Text section:
Logan James Barnhart, 40, of Lansing, Mich., and Ronald Colton McAbee, 27, of Unionville, Tenn., were separately arrested Tuesday and charged with a slew of federal offenses, including assaulting officers using a deadly weapon, inflicting bodily injury and aiding and abetting, among others, the indictment said.
The 22-count superseding indictment does not detail the actions behind the offenses but does state Barnhart was charged with using a deadly weapon and McAbee was charged with forcible assault of an officer resulting in bodily injury.
They both made their initial court appearances on Tuesday, the Justice Department said in a release.
The superseding indictment also named Jeffrey Sabol, Peter Francis Stager, Michael John Lopatic Sr., Clayton Ray Mullins and Jack Wade Whitton with Sabol, Lopatic and Whitton being charged with further offenses.
According to the indictment charging the five men, they have been accused of assaulting members of law enforcement, including a Metropolitan Police Department officer identified as "B.M." who was attacked with "a baton, flag pole and crutch."
In a January statement of facts concerning the case against Sabol, prosecutors said B.M. was standing in an archway of an interior tunnel to the Capitol when he was grabbed and dragged down the stairs of the building.

Stored data:
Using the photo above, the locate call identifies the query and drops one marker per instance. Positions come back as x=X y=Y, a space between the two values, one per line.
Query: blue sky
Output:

What is required: In the news text about the indictment, what was the officer identified as "B.M." attacked with?

Worked answer: A baton, a flag pole and a crutch.